======== ИСХОДНЫЙ ДОКУМЕНТ
# Компьютерные технологии > Операционные системы > Microsoft Windows >  Win2003 + Raid

## SeregA

При установке Win 2003 sp2 на контроллере Tekram TR-834A выходит ошибка Setup was unable format the partition. Кто сталкивался помогите!!!

PS:RAID 0, дрова интегрировал в дистрибутив, так что ос видит диск.

----------


## Shell-On

а те ли интегрировал? 
попробуй с дискетки подгрузить... дело однозначно в дровах..

----------


## yura2603

> При установке Win 2003 sp2 на контроллере Tekram TR-834A выходит ошибка Setup was unable format the partition. Кто сталкивался помогите!!!
> 
> PS:RAID 0, дрова интегрировал в дистрибутив, так что ос видит диск.


А на  Win XP нормально ставиться И?

----------


## SeregA

> а те ли интегрировал? 
> попробуй с дискетки подгрузить... дело однозначно в дровах..


Драйвера интегрировал те что шли в комплекте с контроллером.

----------


## SeregA

> А на  Win XP нормально ставиться И?


с XP не ставил, задача была с Win 2003 подружить

----------


## yura2603

> с XP не ставил, задача была с Win 2003 подружить


я сам мучаю с контроллером :) http://forum.ruboard.ru/showthread.php?p=1501#post1501 вот там почитай, замучился уже , все дроав перепробывал :)

----------


## yura2603

> При установке Win 2003 sp2 на контроллере Tekram TR-834A выходит ошибка Setup was unable format the partition. Кто сталкивался помогите!!!
> 
> PS:RAID 0, дрова интегрировал в дистрибутив, так что ос видит диск.


у тебя до этого был RAID на этих дисках И Если был то тебе надо попробывать обнулить 0 сектор, в редакторе диска! после попробуй !!

----------
================
======== ДОСТУПНЫЕ СТРОКИ
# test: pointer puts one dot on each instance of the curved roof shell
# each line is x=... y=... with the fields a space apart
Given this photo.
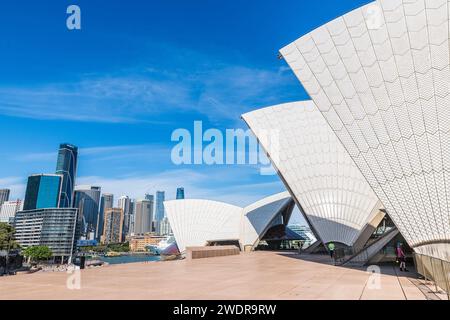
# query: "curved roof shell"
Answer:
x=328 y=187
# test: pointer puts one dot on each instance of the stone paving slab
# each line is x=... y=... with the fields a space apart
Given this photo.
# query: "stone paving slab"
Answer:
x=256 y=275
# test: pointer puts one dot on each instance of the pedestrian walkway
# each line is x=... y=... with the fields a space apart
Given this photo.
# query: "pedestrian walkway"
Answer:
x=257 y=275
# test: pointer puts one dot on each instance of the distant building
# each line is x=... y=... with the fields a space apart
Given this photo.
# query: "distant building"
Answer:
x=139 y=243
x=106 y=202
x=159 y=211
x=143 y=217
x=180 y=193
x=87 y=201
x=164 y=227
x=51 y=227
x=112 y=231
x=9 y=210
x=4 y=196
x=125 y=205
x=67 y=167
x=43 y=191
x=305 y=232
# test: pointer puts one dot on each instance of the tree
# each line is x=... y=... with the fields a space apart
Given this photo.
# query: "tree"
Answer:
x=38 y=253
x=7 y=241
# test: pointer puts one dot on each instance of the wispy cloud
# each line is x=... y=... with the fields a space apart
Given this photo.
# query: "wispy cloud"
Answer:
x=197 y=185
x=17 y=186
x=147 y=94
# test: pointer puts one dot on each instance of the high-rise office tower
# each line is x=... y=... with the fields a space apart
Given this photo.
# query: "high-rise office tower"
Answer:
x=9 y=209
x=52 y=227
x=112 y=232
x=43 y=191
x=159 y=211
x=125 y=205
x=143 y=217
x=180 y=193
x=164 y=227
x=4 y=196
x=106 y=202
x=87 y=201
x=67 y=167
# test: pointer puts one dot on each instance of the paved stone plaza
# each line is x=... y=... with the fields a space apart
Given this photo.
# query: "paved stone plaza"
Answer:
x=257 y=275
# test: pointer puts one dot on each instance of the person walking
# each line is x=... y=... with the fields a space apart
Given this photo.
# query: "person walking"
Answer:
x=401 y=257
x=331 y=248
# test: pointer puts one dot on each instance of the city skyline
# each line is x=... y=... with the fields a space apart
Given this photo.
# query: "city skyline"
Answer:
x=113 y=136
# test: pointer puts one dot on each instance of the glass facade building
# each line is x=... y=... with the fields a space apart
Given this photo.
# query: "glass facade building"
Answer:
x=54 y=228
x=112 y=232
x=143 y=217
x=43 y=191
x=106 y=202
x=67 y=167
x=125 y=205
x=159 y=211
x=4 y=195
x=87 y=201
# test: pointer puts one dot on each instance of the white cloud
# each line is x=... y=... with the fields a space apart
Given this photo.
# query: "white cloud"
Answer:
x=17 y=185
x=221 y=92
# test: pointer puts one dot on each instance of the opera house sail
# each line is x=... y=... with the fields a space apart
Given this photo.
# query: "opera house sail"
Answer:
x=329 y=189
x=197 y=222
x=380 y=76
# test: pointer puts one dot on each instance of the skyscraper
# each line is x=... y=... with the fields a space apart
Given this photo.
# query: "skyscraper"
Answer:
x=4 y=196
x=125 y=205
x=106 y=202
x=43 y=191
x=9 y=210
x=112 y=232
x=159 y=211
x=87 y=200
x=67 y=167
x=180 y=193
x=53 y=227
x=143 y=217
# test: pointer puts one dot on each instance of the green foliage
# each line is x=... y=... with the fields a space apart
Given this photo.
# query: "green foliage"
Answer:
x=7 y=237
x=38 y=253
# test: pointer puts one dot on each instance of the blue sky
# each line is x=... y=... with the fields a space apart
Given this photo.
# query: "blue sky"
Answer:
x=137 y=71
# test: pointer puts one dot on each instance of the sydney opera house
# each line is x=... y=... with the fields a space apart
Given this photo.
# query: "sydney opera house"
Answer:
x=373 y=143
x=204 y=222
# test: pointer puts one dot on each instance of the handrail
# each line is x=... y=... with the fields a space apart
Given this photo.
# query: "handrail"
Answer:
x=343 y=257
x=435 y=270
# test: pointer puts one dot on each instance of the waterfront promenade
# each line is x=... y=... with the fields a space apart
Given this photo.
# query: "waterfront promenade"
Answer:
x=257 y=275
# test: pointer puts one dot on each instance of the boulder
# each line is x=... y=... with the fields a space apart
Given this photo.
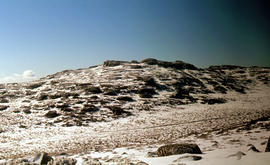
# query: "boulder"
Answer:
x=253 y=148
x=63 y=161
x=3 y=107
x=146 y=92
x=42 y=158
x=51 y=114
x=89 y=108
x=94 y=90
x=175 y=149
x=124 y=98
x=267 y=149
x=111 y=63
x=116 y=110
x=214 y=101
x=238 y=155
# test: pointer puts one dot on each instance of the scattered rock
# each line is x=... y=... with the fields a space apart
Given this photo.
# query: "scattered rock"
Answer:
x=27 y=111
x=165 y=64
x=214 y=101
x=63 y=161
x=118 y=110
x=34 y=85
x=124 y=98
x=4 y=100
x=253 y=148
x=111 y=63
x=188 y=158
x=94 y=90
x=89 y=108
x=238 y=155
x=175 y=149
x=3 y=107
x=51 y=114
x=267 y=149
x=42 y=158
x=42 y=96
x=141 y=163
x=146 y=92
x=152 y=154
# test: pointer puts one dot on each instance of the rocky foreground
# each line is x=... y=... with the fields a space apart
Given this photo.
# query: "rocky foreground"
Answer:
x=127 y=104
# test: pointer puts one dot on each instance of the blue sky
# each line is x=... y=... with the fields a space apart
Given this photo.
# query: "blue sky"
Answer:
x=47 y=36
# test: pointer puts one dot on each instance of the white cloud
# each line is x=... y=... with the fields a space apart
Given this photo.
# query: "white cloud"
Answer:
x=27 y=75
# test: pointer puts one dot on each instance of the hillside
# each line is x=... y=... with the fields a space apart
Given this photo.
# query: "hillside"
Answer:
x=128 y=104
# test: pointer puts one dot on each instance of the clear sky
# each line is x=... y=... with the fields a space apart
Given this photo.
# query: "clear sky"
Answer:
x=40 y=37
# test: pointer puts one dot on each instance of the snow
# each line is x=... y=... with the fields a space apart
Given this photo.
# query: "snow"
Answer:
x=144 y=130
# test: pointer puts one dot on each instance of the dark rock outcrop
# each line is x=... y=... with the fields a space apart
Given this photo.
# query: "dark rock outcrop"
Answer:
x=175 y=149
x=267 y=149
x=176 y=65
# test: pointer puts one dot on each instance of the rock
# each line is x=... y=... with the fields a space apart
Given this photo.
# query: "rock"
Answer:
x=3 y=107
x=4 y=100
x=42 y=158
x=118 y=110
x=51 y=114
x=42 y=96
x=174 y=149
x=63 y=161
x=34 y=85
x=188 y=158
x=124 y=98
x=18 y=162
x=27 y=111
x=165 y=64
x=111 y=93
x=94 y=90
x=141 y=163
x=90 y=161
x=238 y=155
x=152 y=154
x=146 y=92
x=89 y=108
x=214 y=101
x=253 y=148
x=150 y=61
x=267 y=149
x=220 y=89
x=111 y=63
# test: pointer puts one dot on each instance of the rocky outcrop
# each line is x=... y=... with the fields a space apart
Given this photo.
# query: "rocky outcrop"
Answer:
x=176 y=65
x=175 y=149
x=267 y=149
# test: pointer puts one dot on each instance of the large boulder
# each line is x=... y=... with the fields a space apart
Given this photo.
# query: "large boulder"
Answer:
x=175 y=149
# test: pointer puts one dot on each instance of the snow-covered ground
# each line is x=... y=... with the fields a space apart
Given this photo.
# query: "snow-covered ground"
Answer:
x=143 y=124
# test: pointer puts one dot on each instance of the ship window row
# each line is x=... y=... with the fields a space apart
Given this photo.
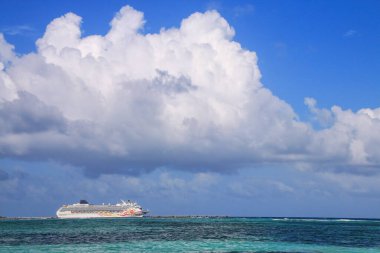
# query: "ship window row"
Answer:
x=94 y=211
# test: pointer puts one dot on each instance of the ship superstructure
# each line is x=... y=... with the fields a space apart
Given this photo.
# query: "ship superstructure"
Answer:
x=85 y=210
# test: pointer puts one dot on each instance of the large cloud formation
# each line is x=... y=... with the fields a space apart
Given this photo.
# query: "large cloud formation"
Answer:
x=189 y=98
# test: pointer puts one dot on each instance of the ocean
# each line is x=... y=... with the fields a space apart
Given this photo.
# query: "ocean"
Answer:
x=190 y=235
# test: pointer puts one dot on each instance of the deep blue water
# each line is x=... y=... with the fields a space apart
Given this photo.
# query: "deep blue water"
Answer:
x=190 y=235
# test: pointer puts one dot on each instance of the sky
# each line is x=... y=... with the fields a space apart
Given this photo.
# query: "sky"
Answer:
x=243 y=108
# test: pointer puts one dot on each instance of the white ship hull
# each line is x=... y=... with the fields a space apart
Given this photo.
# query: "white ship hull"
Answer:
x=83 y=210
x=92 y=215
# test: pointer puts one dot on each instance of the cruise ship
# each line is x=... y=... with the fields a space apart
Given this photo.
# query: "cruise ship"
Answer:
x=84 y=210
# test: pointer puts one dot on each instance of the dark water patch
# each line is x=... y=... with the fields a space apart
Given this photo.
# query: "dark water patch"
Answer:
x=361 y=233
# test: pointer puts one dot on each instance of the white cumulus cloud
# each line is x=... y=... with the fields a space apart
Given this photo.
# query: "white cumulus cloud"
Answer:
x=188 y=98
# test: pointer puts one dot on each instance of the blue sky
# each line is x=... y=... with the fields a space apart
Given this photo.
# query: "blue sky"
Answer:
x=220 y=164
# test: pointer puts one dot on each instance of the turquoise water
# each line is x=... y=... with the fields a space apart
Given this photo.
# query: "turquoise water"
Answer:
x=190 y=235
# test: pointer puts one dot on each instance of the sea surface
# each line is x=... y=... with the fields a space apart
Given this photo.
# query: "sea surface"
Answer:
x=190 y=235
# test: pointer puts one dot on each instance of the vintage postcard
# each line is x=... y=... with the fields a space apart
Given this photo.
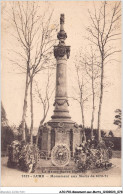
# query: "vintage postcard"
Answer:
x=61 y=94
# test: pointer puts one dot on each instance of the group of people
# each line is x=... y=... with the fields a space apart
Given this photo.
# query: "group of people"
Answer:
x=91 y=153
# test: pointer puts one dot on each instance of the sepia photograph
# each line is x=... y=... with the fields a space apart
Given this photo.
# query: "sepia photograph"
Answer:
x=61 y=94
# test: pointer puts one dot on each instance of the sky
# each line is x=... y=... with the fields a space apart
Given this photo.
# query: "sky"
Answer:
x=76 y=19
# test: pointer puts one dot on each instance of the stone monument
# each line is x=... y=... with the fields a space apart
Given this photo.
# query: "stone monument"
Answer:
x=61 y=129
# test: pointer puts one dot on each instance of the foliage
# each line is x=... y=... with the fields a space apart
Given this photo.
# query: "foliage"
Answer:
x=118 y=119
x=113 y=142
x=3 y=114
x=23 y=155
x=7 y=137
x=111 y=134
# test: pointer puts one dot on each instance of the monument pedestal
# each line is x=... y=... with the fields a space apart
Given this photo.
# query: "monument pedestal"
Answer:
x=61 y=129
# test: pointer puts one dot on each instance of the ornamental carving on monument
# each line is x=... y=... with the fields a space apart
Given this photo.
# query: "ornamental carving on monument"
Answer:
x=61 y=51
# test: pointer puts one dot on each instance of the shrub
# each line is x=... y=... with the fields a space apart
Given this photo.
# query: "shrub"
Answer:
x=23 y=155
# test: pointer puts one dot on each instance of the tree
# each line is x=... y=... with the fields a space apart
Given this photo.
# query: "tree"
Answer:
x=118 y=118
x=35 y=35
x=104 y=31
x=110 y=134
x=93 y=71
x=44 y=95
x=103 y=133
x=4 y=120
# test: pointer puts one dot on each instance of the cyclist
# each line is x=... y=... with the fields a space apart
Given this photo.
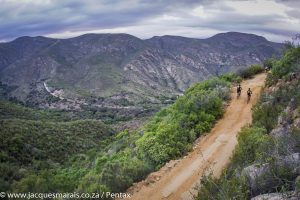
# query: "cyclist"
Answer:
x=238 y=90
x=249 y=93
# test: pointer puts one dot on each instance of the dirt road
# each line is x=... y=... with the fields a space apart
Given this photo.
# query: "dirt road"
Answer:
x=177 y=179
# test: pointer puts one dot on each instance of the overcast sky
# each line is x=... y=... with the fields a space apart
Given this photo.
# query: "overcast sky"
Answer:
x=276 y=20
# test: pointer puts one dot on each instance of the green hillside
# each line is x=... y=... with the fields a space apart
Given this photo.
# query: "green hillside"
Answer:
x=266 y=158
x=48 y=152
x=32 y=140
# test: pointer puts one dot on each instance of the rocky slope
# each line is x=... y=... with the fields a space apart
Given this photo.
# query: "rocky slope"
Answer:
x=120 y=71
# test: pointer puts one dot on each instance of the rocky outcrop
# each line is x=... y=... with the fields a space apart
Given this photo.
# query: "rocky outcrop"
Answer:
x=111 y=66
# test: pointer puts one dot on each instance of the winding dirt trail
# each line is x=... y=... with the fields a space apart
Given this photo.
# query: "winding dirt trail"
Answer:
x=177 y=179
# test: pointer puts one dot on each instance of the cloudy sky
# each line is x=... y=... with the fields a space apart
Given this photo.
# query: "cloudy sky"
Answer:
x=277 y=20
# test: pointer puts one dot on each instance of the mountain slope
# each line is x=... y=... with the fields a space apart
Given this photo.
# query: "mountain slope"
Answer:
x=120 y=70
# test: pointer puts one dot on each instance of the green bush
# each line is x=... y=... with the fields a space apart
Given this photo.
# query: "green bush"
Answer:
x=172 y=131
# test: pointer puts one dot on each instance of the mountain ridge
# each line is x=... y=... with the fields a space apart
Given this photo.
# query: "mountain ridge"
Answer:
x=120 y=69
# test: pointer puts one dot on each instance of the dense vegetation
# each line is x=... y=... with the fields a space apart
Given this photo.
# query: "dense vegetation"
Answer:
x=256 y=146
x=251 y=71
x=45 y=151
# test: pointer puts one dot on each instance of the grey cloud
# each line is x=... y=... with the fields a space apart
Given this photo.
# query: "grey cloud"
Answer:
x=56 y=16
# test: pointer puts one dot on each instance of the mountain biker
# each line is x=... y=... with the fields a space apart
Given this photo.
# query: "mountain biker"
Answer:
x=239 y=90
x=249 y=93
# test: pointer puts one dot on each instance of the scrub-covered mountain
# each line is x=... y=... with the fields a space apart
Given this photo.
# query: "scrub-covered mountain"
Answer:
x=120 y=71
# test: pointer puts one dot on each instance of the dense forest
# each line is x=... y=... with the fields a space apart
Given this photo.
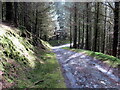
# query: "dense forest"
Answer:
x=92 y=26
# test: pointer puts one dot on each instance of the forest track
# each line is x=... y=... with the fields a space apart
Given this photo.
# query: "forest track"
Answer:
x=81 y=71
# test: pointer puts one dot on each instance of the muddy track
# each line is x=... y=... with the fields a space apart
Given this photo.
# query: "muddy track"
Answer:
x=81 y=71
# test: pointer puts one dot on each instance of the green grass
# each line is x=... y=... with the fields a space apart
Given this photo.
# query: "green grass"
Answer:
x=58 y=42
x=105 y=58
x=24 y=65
================
• [ЗАДАНИЕ 1]
Перепишете из ветки форума отрывок от слов «я сам мучаю» до слов «после попробуй !!» включительно?
• [ЗАДАНИЕ 2]
Какие строки содержат слово «muddy»? Выпишите их все.
Ветка форума и строки взяты из разных источников.

• [ОТВЕТ 1]
я сам мучаю с контроллером :) http://forum.ruboard.ru/showthread.php?p=1501#post1501 вот там почитай, замучился уже , все дроав перепробывал :)

----------


## yura2603

> При установке Win 2003 sp2 на контроллере Tekram TR-834A выходит ошибка Setup was unable format the partition. Кто сталкивался помогите!!!
> 
> PS:RAID 0, дрова интегрировал в дистрибутив, так что ос видит диск.


у тебя до этого был RAID на этих дисках И Если был то тебе надо попробывать обнулить 0 сектор, в редакторе диска! после попробуй !!

• [ОТВЕТ 2]
# test: pointer puts one dot on each instance of the muddy track
# query: "muddy track"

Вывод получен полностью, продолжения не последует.